--- START ---
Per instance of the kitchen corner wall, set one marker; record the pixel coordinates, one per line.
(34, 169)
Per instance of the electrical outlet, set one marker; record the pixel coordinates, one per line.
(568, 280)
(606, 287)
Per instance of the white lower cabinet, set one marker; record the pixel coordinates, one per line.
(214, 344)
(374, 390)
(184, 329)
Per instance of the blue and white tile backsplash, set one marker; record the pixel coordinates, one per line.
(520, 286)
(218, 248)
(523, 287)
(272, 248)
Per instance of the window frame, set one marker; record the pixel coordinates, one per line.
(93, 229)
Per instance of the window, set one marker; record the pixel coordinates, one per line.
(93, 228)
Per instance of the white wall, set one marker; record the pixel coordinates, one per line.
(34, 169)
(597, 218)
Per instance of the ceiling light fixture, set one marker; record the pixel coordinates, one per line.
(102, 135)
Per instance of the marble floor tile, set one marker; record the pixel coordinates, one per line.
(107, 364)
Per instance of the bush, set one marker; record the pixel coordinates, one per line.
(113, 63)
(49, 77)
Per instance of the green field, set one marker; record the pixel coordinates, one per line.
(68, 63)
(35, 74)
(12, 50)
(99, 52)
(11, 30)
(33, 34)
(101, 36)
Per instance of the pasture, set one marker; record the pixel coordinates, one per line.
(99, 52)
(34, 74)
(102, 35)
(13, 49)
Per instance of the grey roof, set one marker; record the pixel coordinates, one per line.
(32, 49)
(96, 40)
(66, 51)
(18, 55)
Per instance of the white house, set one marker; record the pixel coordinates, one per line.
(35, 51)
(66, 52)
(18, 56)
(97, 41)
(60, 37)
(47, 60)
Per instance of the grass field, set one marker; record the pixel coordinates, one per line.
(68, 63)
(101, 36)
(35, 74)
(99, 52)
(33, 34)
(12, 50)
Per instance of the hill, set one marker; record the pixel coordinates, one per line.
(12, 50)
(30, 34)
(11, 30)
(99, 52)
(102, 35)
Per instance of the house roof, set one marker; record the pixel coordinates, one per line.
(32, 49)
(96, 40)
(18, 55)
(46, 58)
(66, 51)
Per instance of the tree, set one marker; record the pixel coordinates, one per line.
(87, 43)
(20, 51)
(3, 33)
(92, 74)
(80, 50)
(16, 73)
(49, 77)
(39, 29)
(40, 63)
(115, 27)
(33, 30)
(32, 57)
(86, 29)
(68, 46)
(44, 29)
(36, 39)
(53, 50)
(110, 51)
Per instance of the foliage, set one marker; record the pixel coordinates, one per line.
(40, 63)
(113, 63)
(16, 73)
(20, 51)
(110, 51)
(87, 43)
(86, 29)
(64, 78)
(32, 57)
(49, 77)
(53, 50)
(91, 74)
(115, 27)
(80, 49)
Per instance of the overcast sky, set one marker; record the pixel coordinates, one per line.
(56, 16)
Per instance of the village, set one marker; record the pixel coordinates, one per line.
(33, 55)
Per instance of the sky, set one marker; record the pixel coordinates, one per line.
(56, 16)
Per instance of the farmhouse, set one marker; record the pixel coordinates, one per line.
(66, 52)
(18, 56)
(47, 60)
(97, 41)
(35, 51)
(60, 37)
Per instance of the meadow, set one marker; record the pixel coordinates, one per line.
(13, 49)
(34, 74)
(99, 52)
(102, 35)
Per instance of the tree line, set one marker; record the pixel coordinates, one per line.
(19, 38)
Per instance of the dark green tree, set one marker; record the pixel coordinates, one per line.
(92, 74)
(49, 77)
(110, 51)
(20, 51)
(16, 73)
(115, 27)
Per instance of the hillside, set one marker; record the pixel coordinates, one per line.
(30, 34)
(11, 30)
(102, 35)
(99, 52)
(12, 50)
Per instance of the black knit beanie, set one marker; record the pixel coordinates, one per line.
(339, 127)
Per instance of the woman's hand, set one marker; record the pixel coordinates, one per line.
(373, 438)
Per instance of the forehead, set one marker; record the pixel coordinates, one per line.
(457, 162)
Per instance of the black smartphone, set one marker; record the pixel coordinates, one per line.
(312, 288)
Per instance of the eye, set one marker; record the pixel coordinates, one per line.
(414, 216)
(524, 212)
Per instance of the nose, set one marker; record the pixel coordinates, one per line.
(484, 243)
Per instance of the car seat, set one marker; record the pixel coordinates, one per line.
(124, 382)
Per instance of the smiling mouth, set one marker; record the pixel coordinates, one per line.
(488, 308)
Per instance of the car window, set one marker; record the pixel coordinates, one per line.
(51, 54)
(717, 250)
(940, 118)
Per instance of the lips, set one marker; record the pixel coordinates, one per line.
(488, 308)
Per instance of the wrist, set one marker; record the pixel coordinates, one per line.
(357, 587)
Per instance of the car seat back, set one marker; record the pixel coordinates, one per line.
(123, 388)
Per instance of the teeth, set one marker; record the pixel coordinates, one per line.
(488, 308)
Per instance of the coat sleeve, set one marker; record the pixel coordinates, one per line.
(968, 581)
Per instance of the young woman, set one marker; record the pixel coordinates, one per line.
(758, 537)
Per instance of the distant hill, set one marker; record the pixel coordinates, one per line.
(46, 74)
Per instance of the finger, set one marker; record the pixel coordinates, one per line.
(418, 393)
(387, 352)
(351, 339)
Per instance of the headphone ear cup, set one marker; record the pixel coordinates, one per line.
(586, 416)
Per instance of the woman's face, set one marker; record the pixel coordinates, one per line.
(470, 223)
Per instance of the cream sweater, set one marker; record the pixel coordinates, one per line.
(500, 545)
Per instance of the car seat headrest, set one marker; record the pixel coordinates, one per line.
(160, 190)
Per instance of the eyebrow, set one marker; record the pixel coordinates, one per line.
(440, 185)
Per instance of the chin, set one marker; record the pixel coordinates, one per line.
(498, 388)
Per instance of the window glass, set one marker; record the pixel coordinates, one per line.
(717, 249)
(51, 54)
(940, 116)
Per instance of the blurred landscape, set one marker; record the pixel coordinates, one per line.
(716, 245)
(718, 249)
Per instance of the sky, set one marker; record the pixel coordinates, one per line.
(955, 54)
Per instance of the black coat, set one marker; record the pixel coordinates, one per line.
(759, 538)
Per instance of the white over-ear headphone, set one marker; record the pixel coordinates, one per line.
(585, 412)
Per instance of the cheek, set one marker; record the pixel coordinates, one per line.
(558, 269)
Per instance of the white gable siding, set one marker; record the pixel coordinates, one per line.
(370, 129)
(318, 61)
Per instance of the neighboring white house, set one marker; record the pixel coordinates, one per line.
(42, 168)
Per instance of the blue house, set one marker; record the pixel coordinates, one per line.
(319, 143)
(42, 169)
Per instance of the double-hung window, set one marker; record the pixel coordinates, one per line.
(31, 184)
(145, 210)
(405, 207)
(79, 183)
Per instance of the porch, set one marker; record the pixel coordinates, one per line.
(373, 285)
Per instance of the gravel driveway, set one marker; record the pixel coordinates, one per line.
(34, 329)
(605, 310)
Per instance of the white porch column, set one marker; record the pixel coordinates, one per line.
--- END ---
* [PROBLEM TO WORK ON]:
Rewrite all of the records above, replacing "set one marker" with "place a single marker" and leaving everything else unchanged.

* [THE COMPLETED TASK]:
Per instance of the kitchen corner wall, place a single marker; record the pixel coordinates, one per line.
(34, 169)
Per instance of the electrical outlet, place a single marker; record the pixel coordinates, one per line.
(568, 280)
(606, 287)
Per instance of the white lower cabinet, place a single marker; record the pixel coordinates, one per line.
(214, 344)
(374, 390)
(184, 329)
Per instance of the blue and white tile backsplash, place a single marker; record the pixel coordinates, one per line.
(520, 286)
(218, 248)
(523, 287)
(272, 248)
Per instance of the window frame, place a single marker; record the pixel coordinates, one per line.
(93, 229)
Per instance of the window, place a single marker; record the pixel coordinates, one per line.
(93, 228)
Per instance of the white wall, place a single marker; record the pixel coordinates, one per line.
(34, 169)
(597, 218)
Per instance of the ceiling light fixture, place a single marker; record the pixel coordinates, one per line.
(102, 135)
Per instance of the marble floor tile, place a single marker; record the pixel coordinates, one per line.
(107, 364)
Per instance of the bush, place a single marker; record the pixel coordinates, one per line.
(113, 63)
(49, 77)
Per instance of the green field, place a single marker; record the pixel coordinates, one per line.
(68, 63)
(35, 74)
(12, 50)
(99, 52)
(11, 30)
(33, 34)
(101, 36)
Per instance of the pasture, place a single marker; record the pixel coordinates, one per line.
(99, 52)
(34, 74)
(102, 35)
(13, 49)
Per instance of the grey roof, place a single marker; record the pixel coordinates, one per line.
(32, 49)
(96, 40)
(66, 51)
(18, 55)
Per instance of the white house, place a single marker; record the pixel coordinates, one per line.
(35, 51)
(66, 52)
(18, 56)
(97, 41)
(60, 37)
(47, 60)
Per instance of the grass field, place a single marker; record the pixel coordinates, one per line.
(68, 63)
(101, 36)
(35, 74)
(99, 52)
(33, 34)
(12, 50)
Per instance of the hill, place a single marker; record the pixel coordinates, one per line.
(12, 50)
(30, 34)
(11, 30)
(99, 52)
(102, 35)
Per instance of the house roof, place a single marker; record the pixel coordinates, one per line.
(32, 49)
(96, 40)
(18, 55)
(46, 58)
(66, 51)
Per instance of the tree, place a single marker; record the pixel coordinates, one per line.
(87, 43)
(20, 51)
(3, 33)
(92, 74)
(80, 50)
(16, 73)
(49, 77)
(39, 29)
(40, 63)
(115, 27)
(33, 30)
(32, 57)
(86, 29)
(68, 46)
(44, 29)
(36, 39)
(53, 50)
(110, 51)
Per instance of the foliage, place a single marker; record the pixel coordinates, one per line.
(40, 63)
(113, 63)
(16, 73)
(20, 51)
(110, 51)
(87, 43)
(86, 29)
(64, 78)
(32, 57)
(49, 77)
(53, 50)
(91, 74)
(115, 27)
(80, 49)
Per instance of the overcast sky, place a single marker; record the pixel coordinates, one per line.
(56, 16)
Per instance of the village, place a single marker; record the pixel coordinates, one per line.
(33, 55)
Per instance of the sky, place a single marker; record the pixel coordinates, one per line.
(56, 16)
Per instance of the farmhouse, place a single marker; record the pixel coordinates, one per line.
(66, 52)
(18, 56)
(47, 60)
(97, 41)
(35, 51)
(60, 37)
Per instance of the meadow, place a single marker; record the pixel coordinates, one per line.
(13, 49)
(34, 74)
(99, 52)
(102, 35)
Per instance of the tree line, place a single marker; record the pixel coordinates, one per line.
(19, 38)
Per instance of the dark green tree, place a single marker; record the pixel coordinates, one per line.
(92, 74)
(49, 77)
(110, 51)
(20, 51)
(16, 73)
(115, 27)
Per instance of the hillside, place a single marker; record the pixel coordinates, one per line.
(30, 34)
(11, 30)
(102, 35)
(99, 52)
(12, 50)
Per instance of the black knit beanie, place a single marker; record the pixel coordinates, one per line.
(339, 127)
Per instance of the woman's hand, place a single marker; record the pixel coordinates, one per line.
(373, 438)
Per instance of the forehead, place a single marker; record the pixel coordinates, one per line.
(457, 162)
Per instance of the black smartphone, place a single marker; record the pixel coordinates, one per line.
(312, 288)
Per instance of the eye, place a single marker; record the pixel coordinates, one per line.
(414, 216)
(524, 212)
Per instance of the nose, place a single marker; record the pixel coordinates, one per line.
(484, 243)
Per instance of the car seat, place a single marker; record the pixel coordinates, one per line.
(124, 382)
Per instance of the smiling mouth, place a single marker; record the pixel coordinates, one per line.
(488, 308)
Per instance of the car window, place a single marker; record the pixel coordinates, one per line.
(51, 54)
(717, 250)
(940, 118)
Per instance of the lips, place a single marker; record the pixel coordinates, one per line.
(488, 308)
Per instance of the wrist, place a single marker; record the pixel coordinates, one per line.
(357, 587)
Per instance of the car seat back, place a single marker; record the pixel coordinates, one per line.
(123, 388)
Per instance of the teeth, place a single marker; record the pixel coordinates, one per line.
(488, 308)
Per instance of the coat sleeve, place a single marker; record the pixel coordinates, one per line.
(968, 581)
Per instance of the young woman, place a single marker; record the pixel coordinates, one per line.
(758, 537)
Per instance of the distant hill, place a single marker; record the pixel coordinates, one per line.
(46, 74)
Per instance of the finger, place a single marker; record the pixel coordinates, one per line.
(418, 393)
(387, 352)
(351, 339)
Per instance of the headphone ear cup, place a single marker; record the pixel coordinates, one per line.
(586, 416)
Per instance of the woman's face, place a single marker; record the pixel coordinates, one per line.
(470, 223)
Per instance of the cream sweater, place a single marker; record the pixel coordinates, one per line.
(500, 545)
Per instance of the car seat headrest, place a single marker; record the pixel coordinates, one per line.
(160, 190)
Per instance of the eyebrow, place a single marker; record the pixel coordinates, one per line.
(440, 185)
Per instance of the chin, place a single marker; record the pixel coordinates, one per line.
(498, 388)
Per instance of the window glass, place a single marker; record the pixel coordinates, one per line.
(717, 249)
(51, 54)
(940, 116)
Per instance of the blurred landscape, place a single marker; record the pixel coordinates, one per line.
(716, 245)
(718, 249)
Per instance of the sky, place a single marker; record the pixel coordinates, one per line.
(955, 54)
Per instance of the black coat, place a single marker; record the pixel coordinates, one per line.
(759, 538)
Per instance of the white over-ear headphone, place a single marker; record the pixel coordinates, one per line.
(585, 412)
Per instance of the cheek, place a single marker; record the pixel coordinates, one per line.
(558, 269)
Per instance of the white gable siding, place a single marker; record the pixel coordinates, one per line.
(370, 129)
(318, 61)
Per instance of the neighboring white house, place a single marker; record the pixel coordinates, one per line.
(42, 168)
Per instance of the blue house, place a single marker; record the pixel coordinates, one per line.
(319, 143)
(42, 169)
Per instance of the double-hung window, place a single marker; record the pixel coordinates, one per line.
(31, 184)
(145, 210)
(405, 207)
(79, 183)
Per instance of the porch, place a single marker; record the pixel coordinates, one per line.
(373, 285)
Per instance of the gravel driveway, place a single marker; record the pixel coordinates, one per line.
(34, 329)
(605, 310)
Per instance of the white porch column, place a single marker; record the pixel coordinates, one per line.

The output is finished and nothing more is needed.